# TASK STATEMENT:
Omit the pictures and print exactly the lines of the listing below, starting at the first and ending at the line containing "# for every instance of the decorative".
====== DATA FOR THIS TASK ======
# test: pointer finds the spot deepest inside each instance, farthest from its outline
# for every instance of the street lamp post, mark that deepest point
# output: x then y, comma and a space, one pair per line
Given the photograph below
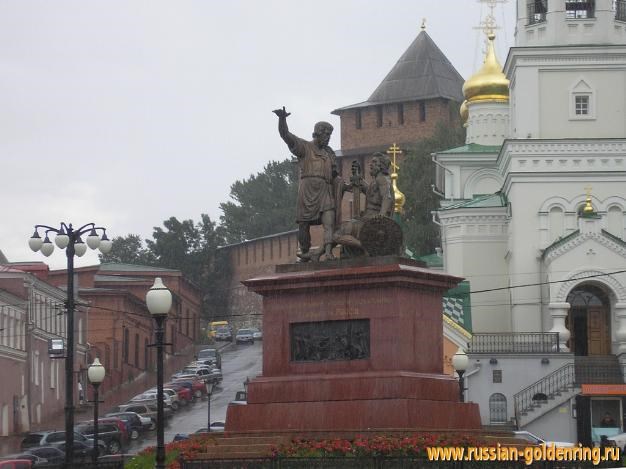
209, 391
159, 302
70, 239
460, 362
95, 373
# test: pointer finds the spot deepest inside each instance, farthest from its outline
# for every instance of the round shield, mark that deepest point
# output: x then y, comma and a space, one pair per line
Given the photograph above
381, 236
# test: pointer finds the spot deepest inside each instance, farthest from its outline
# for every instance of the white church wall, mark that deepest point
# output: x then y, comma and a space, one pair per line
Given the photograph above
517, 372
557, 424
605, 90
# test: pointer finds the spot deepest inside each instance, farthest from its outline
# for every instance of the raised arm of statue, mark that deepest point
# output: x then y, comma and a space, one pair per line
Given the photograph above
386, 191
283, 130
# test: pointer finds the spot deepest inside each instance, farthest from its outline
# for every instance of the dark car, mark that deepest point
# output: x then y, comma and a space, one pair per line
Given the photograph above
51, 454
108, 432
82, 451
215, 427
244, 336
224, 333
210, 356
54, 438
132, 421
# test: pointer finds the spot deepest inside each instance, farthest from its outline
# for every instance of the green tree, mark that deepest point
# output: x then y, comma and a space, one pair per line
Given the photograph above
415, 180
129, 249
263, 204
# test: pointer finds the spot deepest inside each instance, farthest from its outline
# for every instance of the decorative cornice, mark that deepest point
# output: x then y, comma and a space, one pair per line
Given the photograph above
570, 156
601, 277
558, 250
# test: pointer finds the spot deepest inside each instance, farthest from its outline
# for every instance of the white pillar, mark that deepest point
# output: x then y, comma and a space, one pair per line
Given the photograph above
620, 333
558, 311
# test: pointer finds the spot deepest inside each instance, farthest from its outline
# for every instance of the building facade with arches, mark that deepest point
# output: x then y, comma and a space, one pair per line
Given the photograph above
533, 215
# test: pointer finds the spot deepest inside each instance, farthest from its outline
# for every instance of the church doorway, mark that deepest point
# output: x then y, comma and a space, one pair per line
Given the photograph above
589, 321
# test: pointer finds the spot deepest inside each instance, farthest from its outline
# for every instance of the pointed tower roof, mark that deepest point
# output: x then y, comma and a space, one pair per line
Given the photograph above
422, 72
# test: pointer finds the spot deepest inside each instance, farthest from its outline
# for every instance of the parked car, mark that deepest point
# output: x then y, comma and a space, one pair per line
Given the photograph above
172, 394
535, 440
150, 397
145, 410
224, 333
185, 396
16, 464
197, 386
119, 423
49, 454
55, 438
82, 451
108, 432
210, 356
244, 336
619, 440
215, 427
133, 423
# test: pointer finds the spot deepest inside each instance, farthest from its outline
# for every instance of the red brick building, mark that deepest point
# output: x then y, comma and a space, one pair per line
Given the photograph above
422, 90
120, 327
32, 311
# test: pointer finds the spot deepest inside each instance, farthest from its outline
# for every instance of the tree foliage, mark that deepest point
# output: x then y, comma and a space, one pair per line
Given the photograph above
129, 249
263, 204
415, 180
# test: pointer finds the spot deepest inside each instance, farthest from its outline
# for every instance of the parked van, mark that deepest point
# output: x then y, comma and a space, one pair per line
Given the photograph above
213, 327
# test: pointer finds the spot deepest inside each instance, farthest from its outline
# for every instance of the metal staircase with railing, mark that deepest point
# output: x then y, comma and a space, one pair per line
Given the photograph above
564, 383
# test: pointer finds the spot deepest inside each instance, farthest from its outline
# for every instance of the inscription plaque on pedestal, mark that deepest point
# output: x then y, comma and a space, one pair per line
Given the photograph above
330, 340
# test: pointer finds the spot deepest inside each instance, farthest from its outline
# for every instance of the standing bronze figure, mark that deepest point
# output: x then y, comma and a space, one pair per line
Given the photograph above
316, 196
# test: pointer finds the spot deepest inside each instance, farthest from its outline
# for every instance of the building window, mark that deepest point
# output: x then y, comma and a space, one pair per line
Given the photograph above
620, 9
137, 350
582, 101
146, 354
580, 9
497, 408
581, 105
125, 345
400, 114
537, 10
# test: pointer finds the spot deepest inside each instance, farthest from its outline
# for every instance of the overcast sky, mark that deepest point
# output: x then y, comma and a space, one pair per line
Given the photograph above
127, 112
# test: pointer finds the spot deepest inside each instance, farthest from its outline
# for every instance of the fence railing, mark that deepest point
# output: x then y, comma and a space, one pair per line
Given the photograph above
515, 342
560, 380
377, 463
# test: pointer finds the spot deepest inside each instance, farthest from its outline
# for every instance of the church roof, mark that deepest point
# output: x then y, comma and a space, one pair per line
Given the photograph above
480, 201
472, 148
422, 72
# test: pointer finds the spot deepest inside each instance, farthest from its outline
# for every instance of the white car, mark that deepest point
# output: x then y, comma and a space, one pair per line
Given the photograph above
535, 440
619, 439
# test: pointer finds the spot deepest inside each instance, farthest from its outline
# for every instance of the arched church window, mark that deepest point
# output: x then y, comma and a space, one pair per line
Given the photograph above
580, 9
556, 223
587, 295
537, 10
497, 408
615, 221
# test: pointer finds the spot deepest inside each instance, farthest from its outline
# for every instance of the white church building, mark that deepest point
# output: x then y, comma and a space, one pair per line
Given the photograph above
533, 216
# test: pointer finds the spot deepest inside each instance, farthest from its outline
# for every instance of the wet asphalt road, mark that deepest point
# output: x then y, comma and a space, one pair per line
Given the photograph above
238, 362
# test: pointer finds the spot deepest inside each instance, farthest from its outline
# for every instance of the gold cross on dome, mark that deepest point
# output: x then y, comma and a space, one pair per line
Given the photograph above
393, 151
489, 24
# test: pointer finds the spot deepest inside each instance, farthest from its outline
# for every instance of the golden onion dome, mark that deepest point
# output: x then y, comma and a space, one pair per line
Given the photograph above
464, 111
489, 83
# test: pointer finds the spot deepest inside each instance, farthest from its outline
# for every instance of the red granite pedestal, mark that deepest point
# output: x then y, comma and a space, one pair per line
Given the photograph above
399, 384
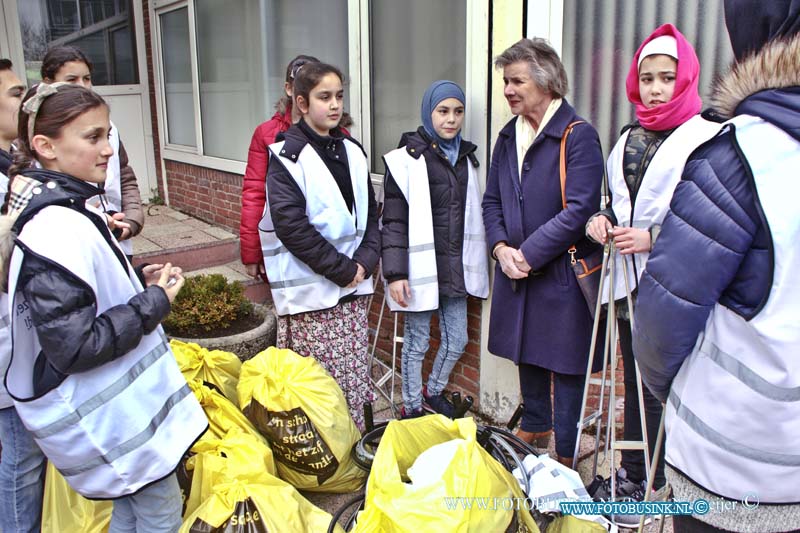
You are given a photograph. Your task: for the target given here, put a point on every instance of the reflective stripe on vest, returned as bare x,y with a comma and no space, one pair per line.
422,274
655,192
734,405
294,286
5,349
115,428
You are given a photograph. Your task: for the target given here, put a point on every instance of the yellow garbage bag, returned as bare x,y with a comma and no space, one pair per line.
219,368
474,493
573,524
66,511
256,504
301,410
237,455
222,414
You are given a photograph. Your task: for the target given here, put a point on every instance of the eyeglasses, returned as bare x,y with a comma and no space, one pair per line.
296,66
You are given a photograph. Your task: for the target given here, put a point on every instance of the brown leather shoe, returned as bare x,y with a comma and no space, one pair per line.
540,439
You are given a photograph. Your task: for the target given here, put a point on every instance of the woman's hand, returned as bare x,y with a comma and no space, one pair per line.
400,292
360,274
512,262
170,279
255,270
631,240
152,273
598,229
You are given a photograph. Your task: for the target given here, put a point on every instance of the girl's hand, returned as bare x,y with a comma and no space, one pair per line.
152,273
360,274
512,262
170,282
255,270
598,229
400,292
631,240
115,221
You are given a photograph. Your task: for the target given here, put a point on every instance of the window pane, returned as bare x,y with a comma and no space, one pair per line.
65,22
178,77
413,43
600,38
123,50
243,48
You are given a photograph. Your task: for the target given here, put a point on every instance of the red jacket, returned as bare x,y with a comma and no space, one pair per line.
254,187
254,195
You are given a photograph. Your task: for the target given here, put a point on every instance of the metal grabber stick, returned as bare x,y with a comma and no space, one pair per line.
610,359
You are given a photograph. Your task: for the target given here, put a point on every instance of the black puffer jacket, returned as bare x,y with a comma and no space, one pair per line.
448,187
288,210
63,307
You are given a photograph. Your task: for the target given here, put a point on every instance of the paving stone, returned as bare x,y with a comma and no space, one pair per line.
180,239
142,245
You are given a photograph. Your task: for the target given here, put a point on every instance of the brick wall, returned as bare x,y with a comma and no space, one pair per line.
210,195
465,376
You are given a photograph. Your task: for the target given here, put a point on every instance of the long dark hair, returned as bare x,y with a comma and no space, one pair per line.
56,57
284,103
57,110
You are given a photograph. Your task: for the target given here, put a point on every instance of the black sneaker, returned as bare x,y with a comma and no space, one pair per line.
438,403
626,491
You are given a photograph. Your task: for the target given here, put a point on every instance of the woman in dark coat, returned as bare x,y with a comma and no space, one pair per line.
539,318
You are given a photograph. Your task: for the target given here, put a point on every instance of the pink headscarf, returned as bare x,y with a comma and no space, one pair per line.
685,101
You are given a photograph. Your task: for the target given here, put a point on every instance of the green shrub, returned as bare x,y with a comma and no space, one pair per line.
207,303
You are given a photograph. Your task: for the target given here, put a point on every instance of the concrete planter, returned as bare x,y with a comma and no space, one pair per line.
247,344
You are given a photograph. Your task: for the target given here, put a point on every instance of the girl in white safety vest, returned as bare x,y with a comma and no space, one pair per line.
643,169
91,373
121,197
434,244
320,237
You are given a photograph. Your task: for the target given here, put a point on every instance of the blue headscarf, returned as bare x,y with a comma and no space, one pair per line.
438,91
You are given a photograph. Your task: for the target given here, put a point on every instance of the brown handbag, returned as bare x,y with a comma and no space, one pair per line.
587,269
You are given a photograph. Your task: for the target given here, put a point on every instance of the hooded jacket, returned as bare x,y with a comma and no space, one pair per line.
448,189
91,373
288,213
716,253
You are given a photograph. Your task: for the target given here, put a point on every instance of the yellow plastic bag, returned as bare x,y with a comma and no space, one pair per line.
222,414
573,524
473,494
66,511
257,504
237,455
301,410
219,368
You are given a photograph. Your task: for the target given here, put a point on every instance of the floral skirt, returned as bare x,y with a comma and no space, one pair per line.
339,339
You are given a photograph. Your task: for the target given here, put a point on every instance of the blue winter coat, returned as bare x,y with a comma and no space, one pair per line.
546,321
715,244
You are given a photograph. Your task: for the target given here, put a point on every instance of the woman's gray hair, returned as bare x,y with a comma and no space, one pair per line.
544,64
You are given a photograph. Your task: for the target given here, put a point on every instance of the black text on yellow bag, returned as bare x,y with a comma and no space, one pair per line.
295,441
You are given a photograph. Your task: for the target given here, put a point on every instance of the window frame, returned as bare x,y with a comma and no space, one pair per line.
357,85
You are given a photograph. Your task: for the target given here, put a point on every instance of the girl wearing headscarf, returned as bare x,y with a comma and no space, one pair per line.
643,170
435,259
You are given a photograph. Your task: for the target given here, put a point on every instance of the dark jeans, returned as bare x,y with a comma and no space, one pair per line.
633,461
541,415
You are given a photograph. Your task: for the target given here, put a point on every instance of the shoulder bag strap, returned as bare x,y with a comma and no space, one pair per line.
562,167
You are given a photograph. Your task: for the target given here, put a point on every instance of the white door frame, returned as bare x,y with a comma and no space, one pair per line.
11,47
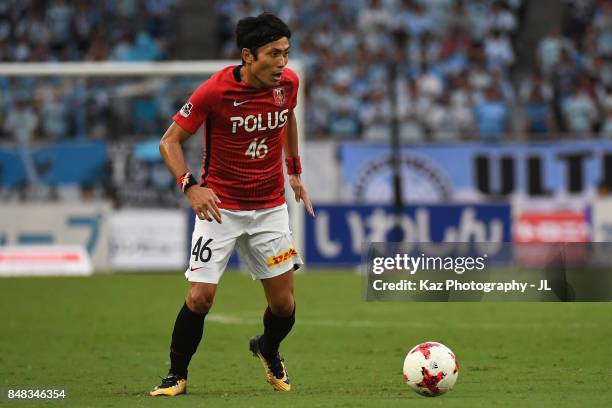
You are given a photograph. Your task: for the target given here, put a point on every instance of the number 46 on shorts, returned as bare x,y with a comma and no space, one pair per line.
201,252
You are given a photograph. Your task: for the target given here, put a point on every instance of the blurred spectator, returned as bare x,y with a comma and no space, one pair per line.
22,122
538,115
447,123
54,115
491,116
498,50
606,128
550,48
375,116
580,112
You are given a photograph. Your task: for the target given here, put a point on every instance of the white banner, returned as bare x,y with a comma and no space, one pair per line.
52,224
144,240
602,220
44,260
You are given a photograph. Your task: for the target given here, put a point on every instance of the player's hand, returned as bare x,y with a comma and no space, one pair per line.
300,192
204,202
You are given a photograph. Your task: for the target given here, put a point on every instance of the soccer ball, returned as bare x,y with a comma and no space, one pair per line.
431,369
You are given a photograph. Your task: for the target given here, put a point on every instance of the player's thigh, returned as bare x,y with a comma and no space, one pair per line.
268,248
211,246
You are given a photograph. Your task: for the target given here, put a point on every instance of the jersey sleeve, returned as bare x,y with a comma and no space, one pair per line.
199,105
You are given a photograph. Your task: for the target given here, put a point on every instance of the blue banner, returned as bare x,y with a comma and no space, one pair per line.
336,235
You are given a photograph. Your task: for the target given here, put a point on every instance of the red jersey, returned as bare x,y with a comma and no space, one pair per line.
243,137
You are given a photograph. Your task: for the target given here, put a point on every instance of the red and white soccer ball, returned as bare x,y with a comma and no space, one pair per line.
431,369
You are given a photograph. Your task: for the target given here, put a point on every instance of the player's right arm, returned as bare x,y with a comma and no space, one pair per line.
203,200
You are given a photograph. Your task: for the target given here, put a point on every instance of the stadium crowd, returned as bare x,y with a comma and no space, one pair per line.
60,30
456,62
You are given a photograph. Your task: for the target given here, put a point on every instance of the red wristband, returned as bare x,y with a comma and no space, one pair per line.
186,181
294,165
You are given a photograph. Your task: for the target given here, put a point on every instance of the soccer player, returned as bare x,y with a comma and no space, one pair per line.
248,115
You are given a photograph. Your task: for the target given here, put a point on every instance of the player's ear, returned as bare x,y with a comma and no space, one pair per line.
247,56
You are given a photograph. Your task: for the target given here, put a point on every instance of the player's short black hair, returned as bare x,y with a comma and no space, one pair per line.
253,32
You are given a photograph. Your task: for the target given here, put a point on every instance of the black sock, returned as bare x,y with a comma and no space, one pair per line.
======
# ANSWER BOX:
# test: pointer finds the spot deepest inside each instance, farthest from its outline
# for every instance of the street lamp post, mark that deepest point
# output: x then y, comma and a space, one pair per line
Given the photograph below
209, 391
159, 302
70, 239
460, 362
95, 373
# test: pointer finds the spot deepest inside each instance, farthest from its outline
# for every instance of the round shield, mark that deepest point
# output: x then y, comma and a space, one pair per line
Given the photograph above
381, 236
# test: pointer finds the spot deepest inside each instance, farthest from its outline
# for every instance of the white church wall, mark that deepest point
# output: x then y, comma and a space, one pair per line
Given the photograph above
517, 372
557, 424
605, 90
# test: pointer finds the spot deepest inside each instance, farthest from its outline
# for every instance of the raised arm of statue, mark that deepest point
# output: x then y, comma and a space, one pair per line
Given the photograph above
386, 191
283, 130
# test: pointer finds the spot deepest inside each instance, farthest from its outline
# for every instance of the dark car, mark that deepest point
# output: x then y, comma and a space, one pair per line
Given the photograph above
51, 454
108, 432
82, 451
215, 427
244, 336
224, 333
210, 356
54, 438
132, 421
# test: pointer finds the spot deepest inside each instance, farthest from its outline
# for every instance of the green tree, mark that deepest point
# output: x then y, comma and a space, one pair per line
Given the photograph above
415, 180
129, 249
263, 204
# test: pointer finds the spot deepest inside each instance, farthest from its outline
# for every instance of the decorative cornice, mark that deepest point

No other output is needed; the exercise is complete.